**Consegna**
Elenca, copiandole per intero, tutte le righe del materiale seguente in cui compare la parola "hand".

**Dati forniti**
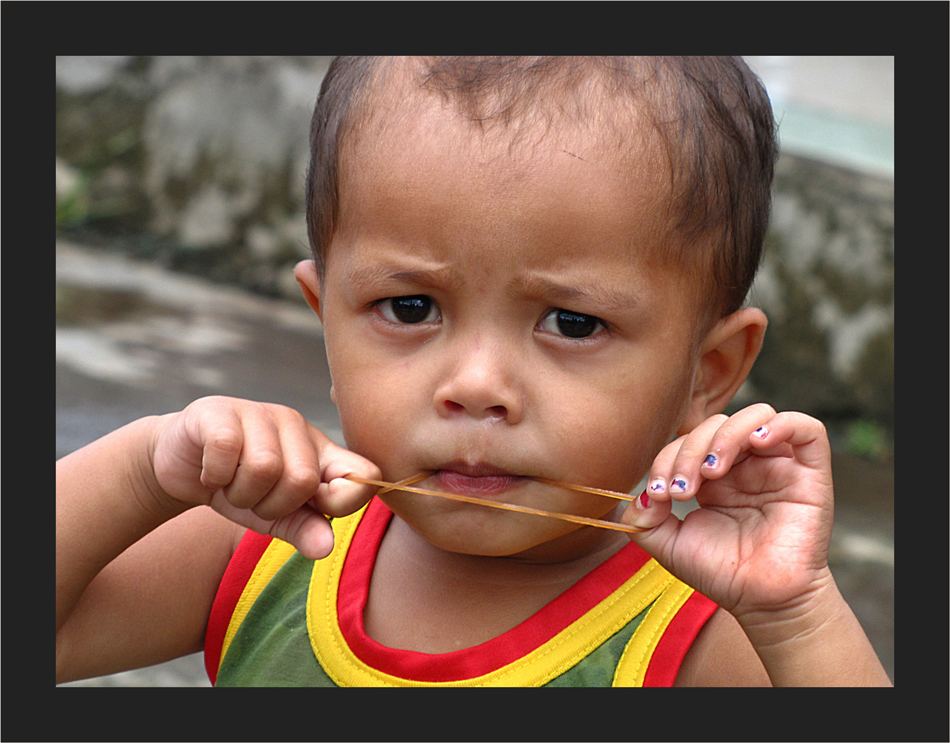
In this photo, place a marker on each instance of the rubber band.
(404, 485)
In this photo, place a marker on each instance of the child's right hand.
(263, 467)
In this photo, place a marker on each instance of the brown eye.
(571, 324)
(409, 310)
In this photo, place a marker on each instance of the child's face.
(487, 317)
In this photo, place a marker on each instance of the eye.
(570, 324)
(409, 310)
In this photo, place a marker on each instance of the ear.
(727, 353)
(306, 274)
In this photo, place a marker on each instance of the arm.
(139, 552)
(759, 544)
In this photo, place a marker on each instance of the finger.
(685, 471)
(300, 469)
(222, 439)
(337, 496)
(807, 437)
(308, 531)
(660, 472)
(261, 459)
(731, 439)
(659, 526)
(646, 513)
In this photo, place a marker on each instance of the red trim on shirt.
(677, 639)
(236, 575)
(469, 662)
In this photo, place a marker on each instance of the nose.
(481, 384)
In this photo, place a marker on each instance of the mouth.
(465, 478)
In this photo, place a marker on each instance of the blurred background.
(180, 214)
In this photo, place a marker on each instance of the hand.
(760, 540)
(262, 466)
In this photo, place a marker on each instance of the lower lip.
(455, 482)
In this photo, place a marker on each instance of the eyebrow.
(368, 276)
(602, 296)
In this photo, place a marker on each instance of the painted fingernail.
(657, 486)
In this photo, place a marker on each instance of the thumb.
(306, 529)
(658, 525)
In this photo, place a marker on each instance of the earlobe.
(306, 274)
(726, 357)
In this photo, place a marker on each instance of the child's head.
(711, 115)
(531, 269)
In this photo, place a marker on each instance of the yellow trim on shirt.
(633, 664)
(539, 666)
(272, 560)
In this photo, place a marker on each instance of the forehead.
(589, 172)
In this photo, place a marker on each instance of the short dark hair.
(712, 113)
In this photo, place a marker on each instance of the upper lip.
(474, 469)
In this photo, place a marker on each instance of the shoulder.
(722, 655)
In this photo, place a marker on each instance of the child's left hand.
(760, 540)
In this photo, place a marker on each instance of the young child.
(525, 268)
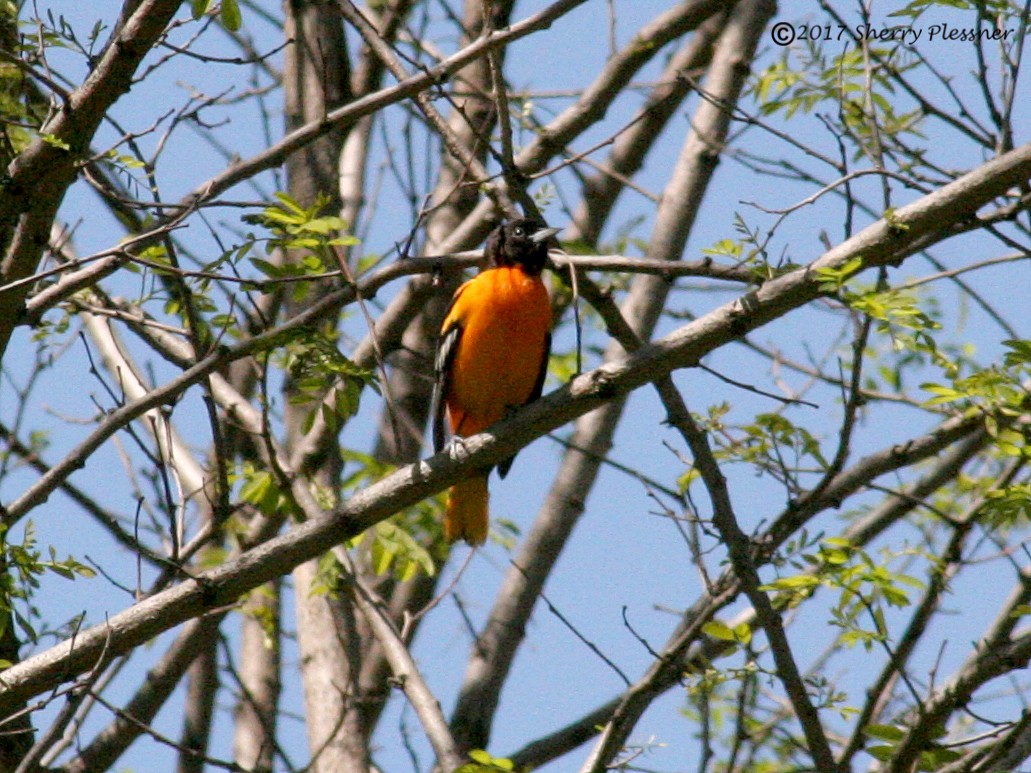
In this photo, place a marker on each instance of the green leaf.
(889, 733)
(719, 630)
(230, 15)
==
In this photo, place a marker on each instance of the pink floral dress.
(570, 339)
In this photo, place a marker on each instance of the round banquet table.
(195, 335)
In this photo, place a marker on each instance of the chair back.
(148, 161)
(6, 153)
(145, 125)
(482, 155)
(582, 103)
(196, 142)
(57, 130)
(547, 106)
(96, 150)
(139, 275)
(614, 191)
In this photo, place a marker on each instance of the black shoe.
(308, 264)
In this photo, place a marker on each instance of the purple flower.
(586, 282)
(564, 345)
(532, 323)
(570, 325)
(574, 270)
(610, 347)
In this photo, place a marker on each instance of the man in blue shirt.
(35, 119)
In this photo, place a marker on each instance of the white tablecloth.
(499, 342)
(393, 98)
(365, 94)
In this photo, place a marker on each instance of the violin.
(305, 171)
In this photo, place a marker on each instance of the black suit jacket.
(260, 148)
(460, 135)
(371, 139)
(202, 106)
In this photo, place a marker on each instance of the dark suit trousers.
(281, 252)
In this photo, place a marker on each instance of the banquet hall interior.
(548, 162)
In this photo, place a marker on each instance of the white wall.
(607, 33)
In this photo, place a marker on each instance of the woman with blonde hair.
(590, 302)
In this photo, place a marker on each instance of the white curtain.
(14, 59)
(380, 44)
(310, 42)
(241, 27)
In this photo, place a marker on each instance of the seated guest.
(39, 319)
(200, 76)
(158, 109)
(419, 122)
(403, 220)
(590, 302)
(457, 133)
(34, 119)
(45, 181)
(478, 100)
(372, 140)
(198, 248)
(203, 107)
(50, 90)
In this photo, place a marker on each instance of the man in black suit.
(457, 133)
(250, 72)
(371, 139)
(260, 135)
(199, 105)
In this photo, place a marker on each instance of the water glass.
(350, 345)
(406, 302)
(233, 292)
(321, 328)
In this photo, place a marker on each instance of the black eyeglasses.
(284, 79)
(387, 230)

**Risposta**
In this photo, place a marker on each instance of the child's right hand.
In this photo, place a marker on each instance of the hand.
In this photo, place a marker on each instance of the child's left hand.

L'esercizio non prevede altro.